◆ 元の文書
----------------------------------------
- ホーム
- 模試・塾テキスト解説
- 2025.11.9実施 小6第3回合格判定サピックスオープン 国語 徹底解説
2025.11.9実施 小6第3回合格判定サピックスオープン 国語 徹底解説
中学受験生の皆さん、こんにちは。今回は2つの文章を読み解いていきます。大問1は日本文化と言語についての説明文、大問2は中学生が卒業アルバムの撮影を通して成長する物語文です。それぞれのポイントをしっかり押さえていきましょう!
【大問1】説明文:『日本文化は絶滅するのか』大嶋仁
📚 文章情報
題名:『日本文化は絶滅するのか』
----------------------------------------
◆ 取り組む課題
模試の国語解説の文章を、最後の行の後から書き継いでください。 下に並ぶ行は、ここでは何の役割も持ちません。

◆ 保存データ
----------------------------------------
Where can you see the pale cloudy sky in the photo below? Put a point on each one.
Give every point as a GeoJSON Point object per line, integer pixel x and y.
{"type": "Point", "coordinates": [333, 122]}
----------------------------------------
◆ 課題の結果
筆者:大嶋仁
文章の要約:日本文化が「歌の文化」であること、日本語が「自己表出」に適した言語であること、そして日本文化が「原始的な心」を保持しようとする文化であることを論じた文章。筆者は、日本語の特徴から日本文化の本質を探り、詩歌が日本文化において重要な役割を果たしていることを説明している。

🎯 筆者の主張・意見
- 日本文化は「歌の文化」である
- 本居宣長の「もののあはれを知る」という考え方に基づく
- 歌を通して動物的情動が人間的感情へと発達する
- 歌こそが人を人たらしめるもの
- 日本語は「自己表出」に適した言語である
- 「指示表出」(客観的事実)よりも「自己表出」(感情・身体感覚)を重視
- 文末助詞(「よね」「なあ」など)によって話し手の気持ちが伝わる
- 身体感覚の表現が豊富(「お腹がすいた」「頭が痛い」など)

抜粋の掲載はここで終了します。